BEGIN Supplied text

Monday, April 30, 2012

Milks, Racers, and Hank Williams Jr.?

Spring has certainly sprung here in the Wolverine state, and there has been no shortage of snakes over the past week or so. After finding an Eastern Milk Snake a few days ago (read the blog post Late April Lampropeltis), I decided to venture back one afternoon in hopes of seeing a few other species which could easily show up under tin as well. Although neither a hognose or green snake made an appearance, I did find this fantastic milk snake along with four others.

Eastern Milk Snake - Lampropeltis triangulum triangulum

An absolutely stunning snake in my opinion, this is by far the largest individual of this species I've ever seen and I would guess it was pushing the 36" mark. Its large size and coloration made it a pleasure to photograph, though I can't decide which of these two photos I like more, opinions? I parted ways with the beast and did not get back out until the weekend when Chris & Matt Boguslawski swung up north on Sunday for a day in the field. We swung a bit south of CMU and hit up an area I frequent on a regular basis in hopes of seeing some Blue Racers. Less than five minutes is all it took to get our first of 6 in less than an hour.

Blue Racer - Coluber constrictor foxii

This large adult required quite a chase from Matt & I. At well over four and half feet in length, blues in this size range are always fun to photograph due to their testy disposition. We saw several others in the next hour, but the best find at this site was when Chris flipped this juvenile under a random Hank Williams Jr. CD cover in the middle of an open field, you couldn't make that up if you tried.

END Supplied text

**Short problem 1**: Which lines of the rows contain the word "white"? Return each of them, treating case as significant.

BEGIN Data entries

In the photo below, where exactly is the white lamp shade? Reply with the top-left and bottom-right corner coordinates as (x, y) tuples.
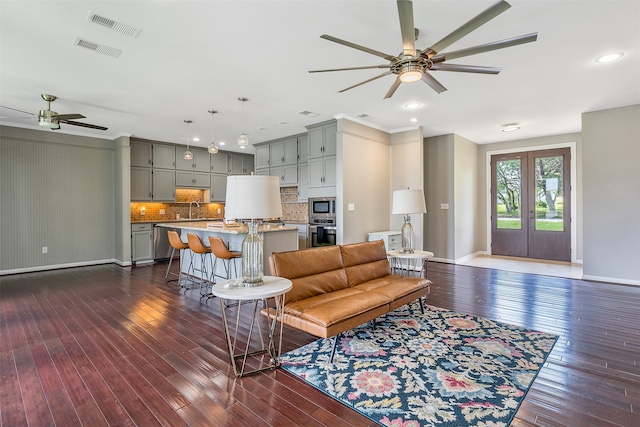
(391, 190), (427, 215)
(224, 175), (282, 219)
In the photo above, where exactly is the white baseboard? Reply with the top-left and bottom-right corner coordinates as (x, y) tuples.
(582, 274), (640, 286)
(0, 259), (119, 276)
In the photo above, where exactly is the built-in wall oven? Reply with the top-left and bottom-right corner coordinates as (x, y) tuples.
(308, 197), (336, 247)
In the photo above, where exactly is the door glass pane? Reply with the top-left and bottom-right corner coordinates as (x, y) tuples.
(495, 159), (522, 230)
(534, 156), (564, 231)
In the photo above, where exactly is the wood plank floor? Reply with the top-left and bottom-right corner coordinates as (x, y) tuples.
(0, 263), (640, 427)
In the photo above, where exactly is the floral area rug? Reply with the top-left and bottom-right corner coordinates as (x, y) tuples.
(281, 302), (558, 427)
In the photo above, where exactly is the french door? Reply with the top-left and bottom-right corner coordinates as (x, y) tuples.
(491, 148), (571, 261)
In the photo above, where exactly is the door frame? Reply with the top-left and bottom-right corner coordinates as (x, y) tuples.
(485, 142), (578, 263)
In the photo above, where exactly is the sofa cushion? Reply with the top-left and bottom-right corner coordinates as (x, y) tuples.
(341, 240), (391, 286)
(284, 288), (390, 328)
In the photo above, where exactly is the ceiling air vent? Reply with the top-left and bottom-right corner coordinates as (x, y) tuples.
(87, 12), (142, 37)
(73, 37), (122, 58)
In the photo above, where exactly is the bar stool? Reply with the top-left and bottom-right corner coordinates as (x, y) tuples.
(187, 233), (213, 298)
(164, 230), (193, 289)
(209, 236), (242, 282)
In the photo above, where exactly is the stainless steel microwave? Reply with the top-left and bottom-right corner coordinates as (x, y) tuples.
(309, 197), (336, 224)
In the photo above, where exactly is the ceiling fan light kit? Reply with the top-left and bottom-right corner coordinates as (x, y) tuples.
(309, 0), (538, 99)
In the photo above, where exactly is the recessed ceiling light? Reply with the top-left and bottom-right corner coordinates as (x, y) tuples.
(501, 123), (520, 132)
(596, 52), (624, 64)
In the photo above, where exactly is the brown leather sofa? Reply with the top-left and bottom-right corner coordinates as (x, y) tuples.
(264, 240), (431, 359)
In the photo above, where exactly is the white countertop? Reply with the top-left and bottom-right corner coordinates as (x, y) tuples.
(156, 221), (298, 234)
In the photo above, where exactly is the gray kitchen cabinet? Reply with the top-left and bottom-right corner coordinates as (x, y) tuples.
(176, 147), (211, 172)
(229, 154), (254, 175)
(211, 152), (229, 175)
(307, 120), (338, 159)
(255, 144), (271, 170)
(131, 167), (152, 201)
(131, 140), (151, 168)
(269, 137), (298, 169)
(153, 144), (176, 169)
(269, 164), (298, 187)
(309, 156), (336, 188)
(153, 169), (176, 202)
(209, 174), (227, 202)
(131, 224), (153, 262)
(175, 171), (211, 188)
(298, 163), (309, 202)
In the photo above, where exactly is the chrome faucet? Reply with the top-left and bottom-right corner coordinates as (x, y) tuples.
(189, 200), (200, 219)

END Data entries
BEGIN Data entries

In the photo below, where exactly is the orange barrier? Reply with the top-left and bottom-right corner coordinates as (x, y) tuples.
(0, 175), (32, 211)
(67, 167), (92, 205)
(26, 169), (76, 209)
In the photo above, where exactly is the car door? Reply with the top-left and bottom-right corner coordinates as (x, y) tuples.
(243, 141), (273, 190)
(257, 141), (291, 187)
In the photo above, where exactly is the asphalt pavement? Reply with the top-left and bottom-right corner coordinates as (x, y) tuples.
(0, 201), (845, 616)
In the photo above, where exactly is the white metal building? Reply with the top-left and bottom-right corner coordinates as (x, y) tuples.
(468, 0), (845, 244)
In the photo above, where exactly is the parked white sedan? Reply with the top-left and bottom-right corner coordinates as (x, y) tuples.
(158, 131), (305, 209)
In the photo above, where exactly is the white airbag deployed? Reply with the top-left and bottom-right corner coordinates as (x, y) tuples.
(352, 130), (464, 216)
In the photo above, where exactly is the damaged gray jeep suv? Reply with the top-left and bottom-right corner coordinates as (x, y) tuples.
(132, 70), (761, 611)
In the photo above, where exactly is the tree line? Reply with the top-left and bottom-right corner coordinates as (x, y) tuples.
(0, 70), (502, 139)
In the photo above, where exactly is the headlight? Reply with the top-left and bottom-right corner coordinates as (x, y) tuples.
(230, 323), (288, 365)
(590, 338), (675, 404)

END Data entries

**Short problem 2**:
In the snake blog post:
(a) What scientific name is given for the Blue Racer?
(b) How many Blue Racers did the group get in less than an hour?
(c) Under what object did Chris flip the juvenile?

**Complete response 1**:
In the photo below, where exactly is the white lamp shade? Reply with the top-left and bottom-right corner coordinates as (x, y) tuples.
In the photo above, where exactly is the white baseboard? Reply with the top-left and bottom-right corner coordinates as (x, y) tuples.
In the photo above, where exactly is the white countertop? Reply with the top-left and bottom-right corner coordinates as (x, y) tuples.
In the photo above, where exactly is the white metal building? Reply with the top-left and bottom-right corner coordinates as (x, y) tuples.
In the photo above, where exactly is the parked white sedan? Reply with the top-left and bottom-right corner coordinates as (x, y) tuples.
In the photo above, where exactly is the white airbag deployed? Reply with the top-left and bottom-right corner coordinates as (x, y) tuples.

**Complete response 2**:
(a) Coluber constrictor foxii
(b) 6
(c) A random Hank Williams Jr. CD cover